# Texte retenu
Joe Coo, de son vrai nom Nyatépé-Coo Togbé Joseph, artiste musicien, interprète, arrangeur, percussionniste, guitariste et plasticien qui partage son temps entre le Togo et la France, prépare actuellement son troisième album. Joe Coo est l’un des jeunes flamboyants de la musique de variétés au Togo. Il s’illustre par un travail de recherches qui s’appuie sur les instruments traditionnels et les chants du terroir, ainsi que les proverbes et les devinettes qui nourrissent d’une profondeur inouïe ses chants.
Joe Coo a été distingué en 2000 par le Programme de Soutien aux Initiatives Culturelles décentralisées (PSIC), un programme de Coopération Togo-Union Européenne qui finança son premier album : « Enuaké » (« Le jour se lève »). L’album de 8 titres, tout comme le second, « Kodjo, Nété », 9 titres fait un savant mélange de rythmes togolais et de sonorités musicales modernes. Grâce au PSIC, il effectue, cette année-là, une tournée dans les grandes villes avec son groupe Atahounga. Rappelons qu’en 1999 une tournée nationale, aux côtés d’autres artistes de la chanson tels que Laurence Laurence Motchon, Bella Lawson, Ali Bawa et King Mensah, l’avait révélé au public togolais.
L’artiste explore constamment des pistes de recherches qui lui ont permis de jouer à Lomé, du 18 au 20 juillet 2002, avec une professeure de chant, compositrice et chanteuse d’opéra, Géraldine Ros et le musicien Français Jean-Jacques Lassere, fondateur du Groupe de musique électronique Secretvibes dans trois spectacles au Centre Culturel, au restaurant Greenfield et à l’Hôtel Mercure Sarakawa. La rencontre a été managée par Fabienne Roux, directrice à l’époque de Radio Nostalgie de Lomé.
La collaboration fut magique. La découverte d’un tel talent émerveilla Géraldine Ros. Tout ce qu’elle a appris dans de grandes écoles de musique en France et aux Etats-Unis, voilà quelqu’un qui en savait autant sans avoir eu le même parcours, formé tout au plus à l’école de la rue et des cabarets ! Joe Coe part pour la France, et grâce à Georges-François Lacome qui a cru en son talent et il se familiarise avec le public français de nombreuses villes dont Tours et Paris.

# Données
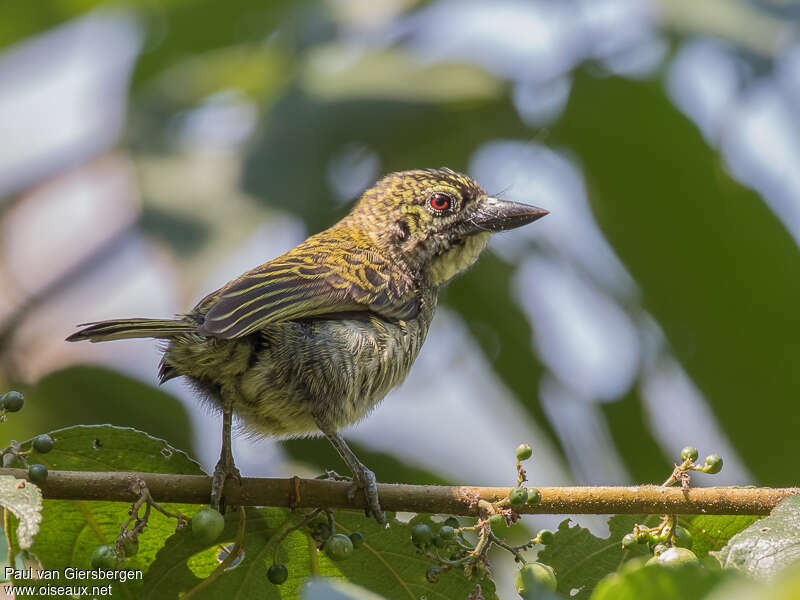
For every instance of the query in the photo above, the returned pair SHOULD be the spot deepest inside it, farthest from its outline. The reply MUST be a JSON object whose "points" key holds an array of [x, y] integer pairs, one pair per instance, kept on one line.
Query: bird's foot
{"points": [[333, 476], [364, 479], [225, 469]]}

==

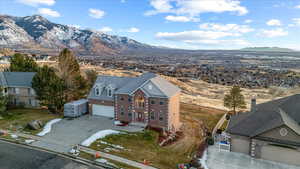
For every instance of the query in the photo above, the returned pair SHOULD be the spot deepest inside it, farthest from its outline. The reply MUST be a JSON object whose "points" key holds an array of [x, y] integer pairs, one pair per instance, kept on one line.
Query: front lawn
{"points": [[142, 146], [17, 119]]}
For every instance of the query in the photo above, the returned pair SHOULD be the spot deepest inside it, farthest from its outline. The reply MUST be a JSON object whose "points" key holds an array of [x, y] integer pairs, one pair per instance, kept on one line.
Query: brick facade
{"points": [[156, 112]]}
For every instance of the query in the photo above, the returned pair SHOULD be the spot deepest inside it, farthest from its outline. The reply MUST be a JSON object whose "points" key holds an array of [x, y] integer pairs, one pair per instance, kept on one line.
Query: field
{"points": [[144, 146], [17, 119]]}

==

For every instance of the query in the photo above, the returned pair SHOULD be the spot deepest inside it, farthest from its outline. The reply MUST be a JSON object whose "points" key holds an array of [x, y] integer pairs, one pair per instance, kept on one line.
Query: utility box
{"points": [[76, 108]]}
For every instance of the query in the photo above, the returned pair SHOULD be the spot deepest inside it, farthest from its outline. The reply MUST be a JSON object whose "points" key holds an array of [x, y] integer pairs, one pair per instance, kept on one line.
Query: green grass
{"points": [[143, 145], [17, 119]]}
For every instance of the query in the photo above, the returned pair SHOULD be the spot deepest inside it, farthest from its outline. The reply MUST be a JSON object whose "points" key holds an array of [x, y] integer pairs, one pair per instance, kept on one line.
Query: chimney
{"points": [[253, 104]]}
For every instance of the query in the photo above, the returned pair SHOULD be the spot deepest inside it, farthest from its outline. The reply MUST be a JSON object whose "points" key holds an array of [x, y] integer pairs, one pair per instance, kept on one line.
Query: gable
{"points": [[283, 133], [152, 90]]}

# Objectif
Reproduisez à l'identique, dans le texte retenu sur Joe Coo, tout ce qui va de « La collaboration fut » jusqu'à « Tours et Paris. ».

# Réponse complète
La collaboration fut magique. La découverte d’un tel talent émerveilla Géraldine Ros. Tout ce qu’elle a appris dans de grandes écoles de musique en France et aux Etats-Unis, voilà quelqu’un qui en savait autant sans avoir eu le même parcours, formé tout au plus à l’école de la rue et des cabarets ! Joe Coe part pour la France, et grâce à Georges-François Lacome qui a cru en son talent et il se familiarise avec le public français de nombreuses villes dont Tours et Paris.